Continue the story of the family whose seven children attended Open Access College, starting after its last sentence.

*SOURCE PASSAGE*:
Segment Open

Open Access College Student Story - Family

This is a story of a family of 7 children all of whom attended OAC. Several were/are active in all aspects of student life, including Student Leaders, Come In Days and Curriculum Days. Father is severely ill and the mother has a severe debilitating disease which made it more and more difficult to home school. This became a major issue with DECD Home Schooling and the AP Student Welfare intervened. He worked with the Channel Manager who agreed all remaining children were at risk.

Students are now full time at OAC under the At Risk criteria. Since 2016 OAC has sought assessment for both of the youngest children with no success. In 2017 OAC Psychologist assessed the 2 youngest children providing possible interventions which will be used to apply for NDIS funding. OCOPs were written for both of these children.

The eldest “H” enrolled in Stage 1 in 2010 as a Curriculum Choice student. She left for TAFE to do a Cert 2 in Information Technology in 2013. She returned to complete her SACE as an adult in 2016. “E” the second eldest enrolled at OAC in Year 10 in 2012. He was very keen on a career working with animals and did one day voluntary work at the local Vet every fortnight. “E” had food intolerance leading to occasional absences and him taking time away from school. He returned to OAC in 2014 to complete Stage 1 including a Certificate II in Animal Studies. He left mid 2015 having gained a place at Gilles Plains TAFE in Certificate III Companion Animal Services.

“L” the third eldest child of the family was also the most academic. She initially studied Year 8 and 9 French, and Music at OAC in 2013 and 2014. She was eligible to come full time at OAC in 2015. She successfully completed Stage 1 and 2 over the next 2 years and won a place in Forensic Science Flinders University.

Currently OAC students include “M” who like her sister studied Year 8 and 9 Music at OAC in 2013 and 2014. Again when eligible she enrolled full time in New Directions in 2016 due to academic issues and has an OCOP.

She has continued doing Cert 3 Music via OAC and moved into Transition Stage 1 and 2 in 2017-18 with an OCOP. “I” also studied Year 8 and 9 French, Music at OAC in 2013 - 14. When eligible in year 10 in 2015 “I” enrolled at OAC in the New Directions program. “I” is interested in computers as a career and benefited from the certificate aspect of the New Directions program. “I” also studied music via the VET Cert 3 course through OAC. “I” successfully completed the Stage 1 Transition Program in 2017 and is currently in the Stage 2 Transition Program. He has an OCOP.

The youngest 2 were enrolled as students at risk after intervention by the AP Student Welfare.

Segment Closed

*DATASET SECTION*:

Segment Open

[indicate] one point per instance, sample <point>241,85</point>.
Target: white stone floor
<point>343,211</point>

Segment Closed

*RESULT OF THE EXERCISE*:
“A” enrolled as a student at risk in year 5 in 2017. He had been home schooled and had very little formal schooling. His mother said he was showing growth but was still very hard to engage at home as he lacked concentration as much as mother tried to work with him. He was enrolled in an Individualised Learning Program and has continued in this program.

He came to OAC with a non DECD verified intellectual disability for Autism but was assessed by the OAC Psychologist in 2016 which has been verified and has an OCOP. “A” has continued with Reading Support. SWL has organised for “A” to join the DECD SWD (Student With Disability) Swimming at The Parks Centre.

“J” enrolled as a year 1 college based student under the at risk category in 2016. He had been home schooled and had very little formal schooling.

Further assessments were needed once we established his ability and engagement levels. Reading Support was put in place. He re enrolled as a student at risk year 2 and 3. “J” has no formal diagnosis but mother reports that she is seeking an assessment for possibly ASD or ADHD as she reports that “J” is "extremely active, has no off switch, no self regulation and has difficulty concentrating and staying focussed.”

The family moved from a rural town to Adelaide in 2017. Father and mother separated and dad ended up in gaol in late 2017 due to family violence. The family lost their home mid-2018 and moved from accommodation to accommodation. Limited internet access and all students’ attendance fell away. In June 2018 SWL visited mother who was very sick.

SWL delivered an internet modem so children could access lessons. The OAC Social Worker worked with mum via Intensive Case Management and home visits. They attended an appointment at Uniting SA and had some success. Family was in emergency motel accommodation for several months.

During the holidays mother was successful in securing a private rental property.

During their period of homelessness it impacted on the whole family in varying ways. The mother’s ability to be the nurturing and caring parent that she is was minimised due to the numerous appointments that she was required to attend.

Throughout this whole process SWL and Social Worker both reinforced and

empowered mother that she was doing an awesome job of holding it all together during this time of serious upheaval. Social Worker maintained contact with mother throughout the holiday period often ringing her after hours to ensure that the day was a success. The family have now moved into their new home and have all their belongings out of storage, looking forward to establish routines and structure.